To do
Could you write out every one of the rows below word for word, leaving out the pictures?

>>>>

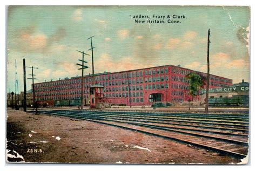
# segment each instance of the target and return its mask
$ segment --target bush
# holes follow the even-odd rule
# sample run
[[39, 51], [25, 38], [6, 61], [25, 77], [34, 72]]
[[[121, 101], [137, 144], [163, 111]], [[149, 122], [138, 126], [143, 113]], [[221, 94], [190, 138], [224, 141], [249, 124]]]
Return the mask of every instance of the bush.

<<<<

Solved problem
# segment each instance of the target and return its mask
$ segment --target bush
# holes follow the even-odd rule
# sample run
[[39, 51], [25, 38], [6, 61], [25, 77], [34, 72]]
[[[121, 101], [137, 144], [163, 111]], [[149, 122], [138, 126], [143, 113]], [[221, 94], [190, 138], [224, 141], [249, 124]]]
Return the mask of every instance of the bush.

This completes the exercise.